Problem description
List each line of the material below that contains the word "white".

Listed records

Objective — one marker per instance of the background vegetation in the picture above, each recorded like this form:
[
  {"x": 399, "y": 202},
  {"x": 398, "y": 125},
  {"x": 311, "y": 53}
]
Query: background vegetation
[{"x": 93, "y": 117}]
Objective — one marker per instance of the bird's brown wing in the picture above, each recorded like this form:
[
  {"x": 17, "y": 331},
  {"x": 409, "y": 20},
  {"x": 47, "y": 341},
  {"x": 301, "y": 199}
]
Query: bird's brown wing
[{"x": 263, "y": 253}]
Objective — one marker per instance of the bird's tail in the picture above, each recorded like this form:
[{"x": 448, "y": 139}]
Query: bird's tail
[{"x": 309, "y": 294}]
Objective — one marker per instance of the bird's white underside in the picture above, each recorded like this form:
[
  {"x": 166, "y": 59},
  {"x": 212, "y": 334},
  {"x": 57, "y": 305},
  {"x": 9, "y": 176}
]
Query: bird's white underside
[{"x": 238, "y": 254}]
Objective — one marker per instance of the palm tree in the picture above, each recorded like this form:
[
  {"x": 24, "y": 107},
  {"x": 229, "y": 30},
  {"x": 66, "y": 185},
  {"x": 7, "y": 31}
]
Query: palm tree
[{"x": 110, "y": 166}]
* * *
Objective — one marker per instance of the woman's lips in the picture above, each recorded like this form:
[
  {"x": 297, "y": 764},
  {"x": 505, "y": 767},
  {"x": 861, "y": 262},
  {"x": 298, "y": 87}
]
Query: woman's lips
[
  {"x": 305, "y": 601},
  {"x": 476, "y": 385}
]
==
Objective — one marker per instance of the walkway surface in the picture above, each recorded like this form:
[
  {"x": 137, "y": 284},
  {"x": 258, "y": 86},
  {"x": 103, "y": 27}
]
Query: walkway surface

Written response
Objective — one marker per instance of the bird's white underside in the picture above, each recorded like this form:
Query: bird's white underside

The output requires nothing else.